##### Supplied information #####
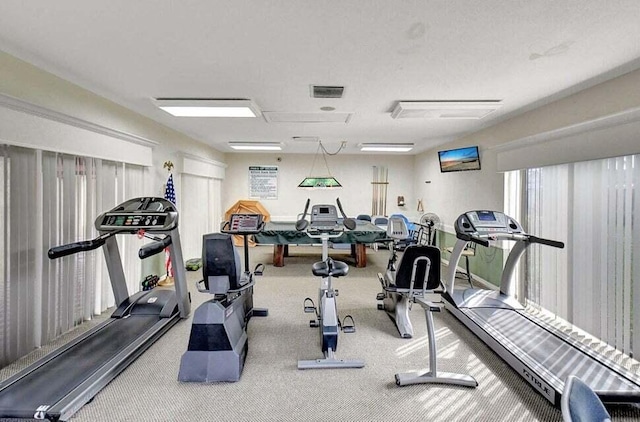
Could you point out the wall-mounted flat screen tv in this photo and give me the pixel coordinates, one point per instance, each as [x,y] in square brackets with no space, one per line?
[460,159]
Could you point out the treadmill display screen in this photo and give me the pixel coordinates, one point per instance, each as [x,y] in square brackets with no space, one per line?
[486,216]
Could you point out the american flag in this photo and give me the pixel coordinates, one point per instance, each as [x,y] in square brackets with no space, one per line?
[169,195]
[169,191]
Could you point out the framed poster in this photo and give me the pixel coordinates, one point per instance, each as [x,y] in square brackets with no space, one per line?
[263,182]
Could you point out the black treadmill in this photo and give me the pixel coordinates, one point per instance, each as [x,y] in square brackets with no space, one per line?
[539,352]
[59,384]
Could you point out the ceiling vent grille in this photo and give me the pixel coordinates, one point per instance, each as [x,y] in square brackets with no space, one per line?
[323,91]
[294,117]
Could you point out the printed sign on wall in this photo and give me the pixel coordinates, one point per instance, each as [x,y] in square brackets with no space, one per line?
[263,182]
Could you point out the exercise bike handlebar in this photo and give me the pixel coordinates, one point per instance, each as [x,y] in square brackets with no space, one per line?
[154,248]
[75,247]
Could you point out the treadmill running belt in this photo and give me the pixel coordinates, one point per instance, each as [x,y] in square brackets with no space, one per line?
[545,353]
[55,379]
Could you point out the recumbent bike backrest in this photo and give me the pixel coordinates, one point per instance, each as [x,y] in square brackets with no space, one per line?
[405,268]
[221,267]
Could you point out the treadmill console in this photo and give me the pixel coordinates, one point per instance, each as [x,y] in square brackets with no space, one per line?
[487,223]
[153,214]
[324,217]
[244,224]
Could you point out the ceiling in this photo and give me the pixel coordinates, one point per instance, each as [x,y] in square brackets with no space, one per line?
[522,52]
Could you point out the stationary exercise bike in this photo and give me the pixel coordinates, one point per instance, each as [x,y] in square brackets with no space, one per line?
[324,225]
[218,343]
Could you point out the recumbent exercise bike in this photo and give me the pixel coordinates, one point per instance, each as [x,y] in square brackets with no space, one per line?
[417,275]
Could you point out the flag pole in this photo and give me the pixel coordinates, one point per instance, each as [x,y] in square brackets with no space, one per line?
[169,195]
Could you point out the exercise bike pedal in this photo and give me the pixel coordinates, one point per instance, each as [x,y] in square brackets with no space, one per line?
[309,306]
[348,328]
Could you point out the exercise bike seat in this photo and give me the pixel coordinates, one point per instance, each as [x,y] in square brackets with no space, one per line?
#####
### Task instructions
Any pictures should be dropped; transcribe the rest of the records above exactly.

### Reply to the task
Could you point out the wall-mounted flat screen tv in this photo and give me the pixel coordinates, one point per instance, each as [x,y] in square brackets with no space, one per line?
[460,159]
Could you point out the treadmill display screen in this photo and give me the pixel coordinates, one point per instance, each as [x,y] in square brackets with no space, one per line?
[486,216]
Could you point out the american flag in this photo and give me the pixel coordinates, one point per instance, each as [x,y] in square brackets with no space, one per line?
[169,195]
[169,191]
Could you point out the framed poster in this photo and give me the pixel coordinates, one point per instance, each as [x,y] in square brackets with no space, one per line?
[263,182]
Could you point out the black treadmill in this photo and give me the pixel coordinates, one point per instance, each as [x,y] in square brackets with no space, one per line?
[539,352]
[59,384]
Could you point out the ceiling vent grille in this photo and give me the pixel coordinates, one point per instance, each as [x,y] in square brackets with no space, one per line?
[323,91]
[294,117]
Could you point out the printed sign on wall in this photo and give me the pixel coordinates, one point per instance, each as [x,y] in square brackets with no space, one per line?
[263,182]
Could you point out the exercise bike handlebar in this photo and give me the pixel coordinates, one point per instance, each as [x,y] in square brackets with no space, one per line?
[154,248]
[75,247]
Could you point out the treadmill running belt in this photo and give me the pixel coordinates, one point per instance, each as [x,y] in square brackets with no space, one per line?
[545,353]
[55,379]
Could you point out the recumbent bike backrest in this photo and give me the pixel coordinates, one point per instance, each as [x,y] in square brackets with no space, one per line?
[405,268]
[221,267]
Could you point out the treadmill console in this photo and give me the pixel coordinates, one point per instance, each as [x,y] in square brackets with no space, one per line?
[487,223]
[153,214]
[324,217]
[244,224]
Could you point out the ceiling in this photo and give me the pixel coordinates, one point per instance, each as [x,y] in square brackets with no space, one per line?
[522,52]
Could you point out the stationary exercise bike in this photo and give me the pixel coordinates, one point per instance, each as [x,y] in square brackets with no space, one per line?
[324,225]
[218,343]
Could you point out the recumbent exercise bike in this photo and give me the pixel coordinates, one point per instance, each as [x,y] in square brackets with no space, one per line?
[417,275]
Could you point out the flag pole in this photo and give me the pixel coordinates, one point per instance, each as [x,y] in square brackets with no space, one per line?
[169,195]
Could you point out the exercise bike pedal in this photo and give me the pixel coordinates, one point per instance, each as [x,y] in square brackets with no space, one per line?
[309,306]
[348,328]
Could you point out the exercise bike seat in this photo and give me the pixel coordinates, one point per instance, each as [x,y] in square brackets with no space, one per line?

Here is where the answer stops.